- _Short task_
Render the items below as a two-column CSV with the header row item,answer, one row per item, putting each item's full text under item and its answer under answer. Wrap every field in double quotes and replace any line breaks within a field with spaces.

........

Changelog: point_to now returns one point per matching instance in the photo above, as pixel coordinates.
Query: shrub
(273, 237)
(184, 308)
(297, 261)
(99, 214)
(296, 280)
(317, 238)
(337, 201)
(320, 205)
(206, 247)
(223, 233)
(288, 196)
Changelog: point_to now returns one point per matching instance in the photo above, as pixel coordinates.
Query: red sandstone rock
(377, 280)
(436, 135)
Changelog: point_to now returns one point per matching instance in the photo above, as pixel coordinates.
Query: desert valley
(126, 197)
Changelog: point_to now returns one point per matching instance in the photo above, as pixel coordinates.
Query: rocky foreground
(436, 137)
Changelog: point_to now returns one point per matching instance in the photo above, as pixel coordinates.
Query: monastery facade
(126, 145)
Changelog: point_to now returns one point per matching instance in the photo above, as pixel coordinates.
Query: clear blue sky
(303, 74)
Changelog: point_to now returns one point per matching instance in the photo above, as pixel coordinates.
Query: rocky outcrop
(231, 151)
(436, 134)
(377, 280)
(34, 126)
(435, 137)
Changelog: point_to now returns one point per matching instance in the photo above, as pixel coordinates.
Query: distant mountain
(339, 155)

........

- _Solution_
item,answer
"Changelog: point_to now returns one point per matching instance in the photo above, as pixel coordinates. Query: shrub","(273, 237) (184, 308) (297, 261) (99, 214) (296, 280) (317, 238) (337, 201) (320, 205) (206, 247) (223, 233) (288, 196)"
"Changelog: point_to now returns one point per matching instance in the photo above, as pixel coordinates. Query: red sandstone rock","(377, 280) (436, 135)"
"Changelog: point_to now returns one point per matching instance in the photo above, as pixel coordinates. Query: desert valley","(126, 197)"
"Changelog: point_to now returns one point per matching instance in the photo above, as pixel coordinates. Query: rocky foreground","(436, 137)"
"Changelog: point_to now returns one point per matching instance in the photo above, as pixel coordinates. Query: monastery facade","(126, 145)"
"Changelog: point_to now returns one point per matching instance in the photo above, as pixel coordinates. Query: clear blue sky","(303, 74)"
"Changelog: point_to now returns one point per matching instance in the photo above, as pixel coordinates. Query: rocky outcrop","(231, 151) (436, 134) (377, 280) (34, 126) (435, 137)"
"Changelog: point_to now returns one point per matching instance in the photo above, as pixel coordinates. Query: distant mountain","(339, 155)"